*** Text shown Section Begins ***
I understand that breast is best, and envy mothers that have the ability to breastfeed their children. I remember taking the breastfeeding class and it all sounding so simple, and remember us whispering that we would never give our child formula as long as I could breastfeed. Then the first time Tuff latched on in the hospital, and this incredible wave of ecstasy washed over me as he suckled and looked into my eyes for the first time. I fell in love with my son that night, the deepest love I have ever felt, and looking into my husband’s eyes while feeding our son made me fall in love with him all over again as well. It was the most extraordinary feeling I have ever experienced in my life. Maybe that is why I was so irritated last week, and why I’m so glad that it’s over. It reminded me of what I could not provide for my child.

There are a lot of flaws with formula that we have observed. Most noticeably being Tuff’s stool. He only has a bowel movement every few days, and sometimes he has to strain to get them out. They are very thick, a consistency I can only describe as molding clay, and 99% of the time it is blue green in color from all the iron they have to fortify the formula with. We’ve had to switch to a “gentle”, non-lactose formula that is easier on his digestive tract. We also have to make sure that after each feeding, his face and neck are wiped of all drippings because it causes him to have little rashes in the crease of his neck and chin. Beyond the physical affects, it is a colossal expense to add to your already constricted post-baby budget.
*** Text shown Section Ends ***
*** Stored data Section Begins ***
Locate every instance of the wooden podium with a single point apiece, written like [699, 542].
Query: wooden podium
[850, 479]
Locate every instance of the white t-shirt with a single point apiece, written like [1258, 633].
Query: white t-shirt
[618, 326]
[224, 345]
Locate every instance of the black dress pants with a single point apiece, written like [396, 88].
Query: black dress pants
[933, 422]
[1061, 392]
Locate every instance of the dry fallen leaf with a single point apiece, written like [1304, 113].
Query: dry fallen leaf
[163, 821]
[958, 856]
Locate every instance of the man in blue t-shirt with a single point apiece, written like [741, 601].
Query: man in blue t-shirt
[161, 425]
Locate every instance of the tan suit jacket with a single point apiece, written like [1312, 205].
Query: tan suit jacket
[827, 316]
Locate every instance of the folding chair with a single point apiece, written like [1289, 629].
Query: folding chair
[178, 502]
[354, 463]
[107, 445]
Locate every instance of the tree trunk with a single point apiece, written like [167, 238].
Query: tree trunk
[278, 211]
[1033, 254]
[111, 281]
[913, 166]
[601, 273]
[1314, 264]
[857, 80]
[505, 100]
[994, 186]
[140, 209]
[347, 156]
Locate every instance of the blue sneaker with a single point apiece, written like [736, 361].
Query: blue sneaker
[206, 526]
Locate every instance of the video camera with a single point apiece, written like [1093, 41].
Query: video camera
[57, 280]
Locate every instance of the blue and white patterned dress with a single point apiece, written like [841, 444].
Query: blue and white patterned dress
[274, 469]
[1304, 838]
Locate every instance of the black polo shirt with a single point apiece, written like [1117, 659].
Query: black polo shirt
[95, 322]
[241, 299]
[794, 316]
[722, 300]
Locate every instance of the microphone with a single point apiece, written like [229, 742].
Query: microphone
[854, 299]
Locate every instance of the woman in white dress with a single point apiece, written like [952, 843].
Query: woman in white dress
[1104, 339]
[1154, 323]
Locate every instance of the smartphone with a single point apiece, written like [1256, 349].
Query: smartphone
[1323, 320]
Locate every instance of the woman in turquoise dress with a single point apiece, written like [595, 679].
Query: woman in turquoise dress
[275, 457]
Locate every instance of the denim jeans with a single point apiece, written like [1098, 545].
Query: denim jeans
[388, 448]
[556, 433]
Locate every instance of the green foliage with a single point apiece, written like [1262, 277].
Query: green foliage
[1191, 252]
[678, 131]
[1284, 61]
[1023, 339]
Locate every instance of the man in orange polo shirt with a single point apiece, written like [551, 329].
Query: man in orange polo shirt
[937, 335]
*** Stored data Section Ends ***
Explore the material:
1 – Reproduce the part of the breastfeeding passage that opens with the words containing "There are a" and closes with "constricted post-baby budget.".
2 – According to the breastfeeding passage, what color is Tuff's stool nearly all of the time?
3 – Carry the breastfeeding passage forward from its last sentence.
These rows come from a separate source.

Outputs in order:
1 –
There are a lot of flaws with formula that we have observed. Most noticeably being Tuff’s stool. He only has a bowel movement every few days, and sometimes he has to strain to get them out. They are very thick, a consistency I can only describe as molding clay, and 99% of the time it is blue green in color from all the iron they have to fortify the formula with. We’ve had to switch to a “gentle”, non-lactose formula that is easier on his digestive tract. We also have to make sure that after each feeding, his face and neck are wiped of all drippings because it causes him to have little rashes in the crease of his neck and chin. Beyond the physical affects, it is a colossal expense to add to your already constricted post-baby budget.

2 – Blue green, from the iron used to fortify the formula.

3 –
Having said a couple of the cons to feeding my son formula, here is a pro that outweighs any con you can give me. My son is healthy, happy, alive and thriving! If it weren’t for formula, I’m not sure where we would be. (Only thoughts of wet nursing or giving goats milk come to mind, neither of which are encouraging contemplations.) He is the most laid back and happy child you ever would meet. He smiles, and giggles, and is so intelligent and sweet. He has received 5 stars for all of his well-baby visits to date, and we could not be happier.

My rage, of course, is not with breastfeeding women… but with the empty dreams of breastfeeding my son in the park on warm summer days and the fear that he could have had better. It’s not that I did not support national breastfeeding week, it’s that I was hurt that I could not participate.

If you know me, though, you know my rage has a very short lifespan (much like my attention span). I am so grateful for my son, and my family, and how healthy we all are… We are truly blessed with so many positive features in our lives that it’s hard to stay in a slump for too long. The nostalgia of breastfeeding will always be there, and I have confidence that when we have our next child I will be able to breastfeed her.